#### Provided data

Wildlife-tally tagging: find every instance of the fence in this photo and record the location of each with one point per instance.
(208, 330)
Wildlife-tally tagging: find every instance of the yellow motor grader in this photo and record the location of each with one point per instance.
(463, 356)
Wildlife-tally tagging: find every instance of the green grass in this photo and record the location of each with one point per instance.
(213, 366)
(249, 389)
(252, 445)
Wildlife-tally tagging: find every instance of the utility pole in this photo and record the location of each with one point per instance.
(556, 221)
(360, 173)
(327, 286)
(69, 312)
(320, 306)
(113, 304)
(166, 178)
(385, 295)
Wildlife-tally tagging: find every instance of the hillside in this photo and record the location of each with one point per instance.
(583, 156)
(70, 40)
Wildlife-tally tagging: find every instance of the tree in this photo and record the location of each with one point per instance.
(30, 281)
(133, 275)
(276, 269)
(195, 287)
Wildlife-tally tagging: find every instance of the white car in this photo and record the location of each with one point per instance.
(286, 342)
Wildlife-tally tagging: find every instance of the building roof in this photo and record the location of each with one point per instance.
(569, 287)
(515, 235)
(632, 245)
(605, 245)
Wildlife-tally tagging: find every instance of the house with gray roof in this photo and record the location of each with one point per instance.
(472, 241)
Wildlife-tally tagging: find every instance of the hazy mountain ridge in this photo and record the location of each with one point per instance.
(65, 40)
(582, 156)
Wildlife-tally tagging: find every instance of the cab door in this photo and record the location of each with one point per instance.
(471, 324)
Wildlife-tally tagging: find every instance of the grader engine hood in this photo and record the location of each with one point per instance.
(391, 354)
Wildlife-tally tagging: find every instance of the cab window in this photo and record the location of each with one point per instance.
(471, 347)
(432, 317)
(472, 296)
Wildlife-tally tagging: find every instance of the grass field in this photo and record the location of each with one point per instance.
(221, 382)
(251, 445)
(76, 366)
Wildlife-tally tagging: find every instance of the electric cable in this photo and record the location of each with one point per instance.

#### Exercise aim
Show the data once more, exactly as it was written.

#### Response to this exercise
Wildlife-tally tagging: find every instance of the fence in this photo and record the location of each with one point per instance.
(208, 330)
Wildlife-tally tagging: find every instance of the yellow motor grader in this photo and record the location of each with one point per instance.
(463, 356)
Wildlife-tally tagging: find every instance of the green grass in this photo and record the location of each with one point per instance.
(213, 366)
(249, 389)
(252, 445)
Wildlife-tally tagging: find every instance of the utility pole in this photo and record the location of each with one point per instance.
(556, 221)
(360, 173)
(327, 286)
(69, 312)
(320, 306)
(113, 304)
(166, 178)
(385, 295)
Wildlife-tally tagging: find every instance of the hillside in this photo and record the location of each with one point per instance.
(583, 156)
(70, 40)
Wildlife-tally tagging: find every instance of the tree in this photo and record the location of each with one point per instance.
(30, 281)
(133, 275)
(276, 269)
(195, 287)
Wildlife-tally tagging: find every instance of the white car in this photo and record the location of each with one point per instance.
(286, 342)
Wildlife-tally tagging: find every instance of the building roof in this photo and record the location of each with one point per instance.
(569, 287)
(515, 235)
(632, 245)
(605, 245)
Wildlife-tally tagging: find every instance of the house with gray roof in this photo and record the location of each with one point per instance.
(472, 241)
Wildlife-tally tagging: find every instance of the hazy mountain ridge in this photo and record the location of each with one point per instance.
(65, 40)
(582, 156)
Wildlife-tally tagging: find every instance of the cab door in this photo and record the location of each with one point per instance.
(471, 324)
Wildlife-tally tagging: find every instance of the grader engine hood in this photo and record the location of each with one point per instance.
(391, 354)
Wildlife-tally tagging: find every instance of the cab window in this photo and record the location of each with one point per instance.
(471, 347)
(432, 317)
(472, 296)
Wildlife-tally tagging: find every instance of the grass field in this photo and record the location of each with one point per instance.
(221, 382)
(251, 445)
(76, 366)
Wildlife-tally tagging: find every instance of the electric cable in this photo and record the location of each with one point per instance.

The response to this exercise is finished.